* [WHAT THE EXERCISE ASKS]:
A word-for-word copy of the entries is the only acceptable reply.

Dataset entries
○ ○ ○

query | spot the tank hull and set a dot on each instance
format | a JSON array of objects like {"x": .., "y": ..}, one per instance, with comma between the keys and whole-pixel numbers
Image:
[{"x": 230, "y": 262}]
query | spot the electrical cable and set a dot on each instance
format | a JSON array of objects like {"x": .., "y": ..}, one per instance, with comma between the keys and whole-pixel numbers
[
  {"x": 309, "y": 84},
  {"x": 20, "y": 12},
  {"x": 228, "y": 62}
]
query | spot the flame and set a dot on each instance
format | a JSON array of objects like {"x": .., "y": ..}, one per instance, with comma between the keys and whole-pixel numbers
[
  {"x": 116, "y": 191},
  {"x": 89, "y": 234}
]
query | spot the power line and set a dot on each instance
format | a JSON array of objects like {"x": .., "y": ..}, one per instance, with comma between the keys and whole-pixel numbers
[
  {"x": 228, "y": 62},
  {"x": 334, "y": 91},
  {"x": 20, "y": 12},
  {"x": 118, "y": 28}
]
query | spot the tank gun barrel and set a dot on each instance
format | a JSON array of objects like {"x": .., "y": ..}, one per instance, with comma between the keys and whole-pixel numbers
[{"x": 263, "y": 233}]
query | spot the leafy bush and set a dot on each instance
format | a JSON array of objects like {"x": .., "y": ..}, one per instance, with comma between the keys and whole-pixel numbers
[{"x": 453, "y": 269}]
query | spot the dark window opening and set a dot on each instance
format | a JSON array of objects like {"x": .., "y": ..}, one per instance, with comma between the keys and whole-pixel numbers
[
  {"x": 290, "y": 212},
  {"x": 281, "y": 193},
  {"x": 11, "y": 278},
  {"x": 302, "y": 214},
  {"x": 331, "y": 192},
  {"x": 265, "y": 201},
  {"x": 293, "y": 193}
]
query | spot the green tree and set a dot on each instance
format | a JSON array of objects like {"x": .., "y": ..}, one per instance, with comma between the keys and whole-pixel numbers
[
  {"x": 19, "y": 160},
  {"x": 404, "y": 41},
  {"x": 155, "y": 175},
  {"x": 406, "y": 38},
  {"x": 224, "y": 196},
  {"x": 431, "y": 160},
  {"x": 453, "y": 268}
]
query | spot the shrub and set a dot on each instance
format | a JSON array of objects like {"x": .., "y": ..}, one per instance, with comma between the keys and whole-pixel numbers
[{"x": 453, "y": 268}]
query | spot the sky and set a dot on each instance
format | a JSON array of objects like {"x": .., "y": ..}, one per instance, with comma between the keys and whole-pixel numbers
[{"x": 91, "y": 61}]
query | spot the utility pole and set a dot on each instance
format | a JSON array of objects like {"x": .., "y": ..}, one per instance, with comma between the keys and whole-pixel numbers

○ ○ ○

* [ANSWER BOX]:
query | spot the tank hull and set a dot on each instance
format | a JSON array of objects like {"x": .., "y": ..}, one per instance, with comma between the keys and whole-pixel numbers
Image:
[{"x": 230, "y": 262}]
query | spot the electrical cable and set a dot on each instance
format | a JSON array of objects like {"x": .., "y": ..}, one per instance, with comma between the keys and whole-pixel numbers
[
  {"x": 309, "y": 84},
  {"x": 20, "y": 12},
  {"x": 228, "y": 62}
]
query | spot the flame and set a dot on each instance
format | a JSON array of objects like {"x": .., "y": ..}, one per instance, with comma between the keys and whole-pixel numbers
[
  {"x": 116, "y": 191},
  {"x": 89, "y": 234}
]
query | spot the power line and set a dot on each instance
format | a JSON array of objects like {"x": .., "y": ..}, one per instance, with comma between the keys and whole-pixel numbers
[
  {"x": 228, "y": 62},
  {"x": 334, "y": 91},
  {"x": 20, "y": 12},
  {"x": 118, "y": 28}
]
query | spot the tank gun barrel and set a dot on each instance
format | a JSON array of objects like {"x": .., "y": ..}, one per instance, with comma between the keys and whole-pixel numbers
[{"x": 263, "y": 233}]
query | spot the leafy bush and set a dot on each instance
format | a JSON array of objects like {"x": .., "y": ..}, one per instance, with comma between the keys and whole-pixel numbers
[{"x": 453, "y": 269}]
query | spot the dark window opening and set a dot on each instance
format | a JSON array of objects like {"x": .., "y": ..}, one per instance, with comma between the keys and whole-pixel numbers
[
  {"x": 290, "y": 212},
  {"x": 281, "y": 193},
  {"x": 11, "y": 278},
  {"x": 302, "y": 214},
  {"x": 331, "y": 192},
  {"x": 265, "y": 201},
  {"x": 293, "y": 193}
]
query | spot the green tree and set a dot on each instance
format | a JSON array of objects like {"x": .., "y": ..}, one per instance, with comma between the keys and whole-pixel numbers
[
  {"x": 19, "y": 160},
  {"x": 404, "y": 41},
  {"x": 155, "y": 175},
  {"x": 406, "y": 38},
  {"x": 224, "y": 196},
  {"x": 431, "y": 160},
  {"x": 453, "y": 268}
]
query | spot the shrub and set a dot on each instance
format | a JSON array of objects like {"x": .., "y": ..}, one per instance, with comma between the keys and whole-pixel numbers
[{"x": 453, "y": 268}]
query | spot the sky and set a dot on each instance
format | a JSON array of objects like {"x": .., "y": ..}, one per instance, with comma between the keys and whole-pixel numbers
[{"x": 91, "y": 61}]
query | spot the utility pole and set a dot on each instance
format | a JSON array of objects like {"x": .., "y": ..}, one per instance, with comma between the keys and whole-pixel numbers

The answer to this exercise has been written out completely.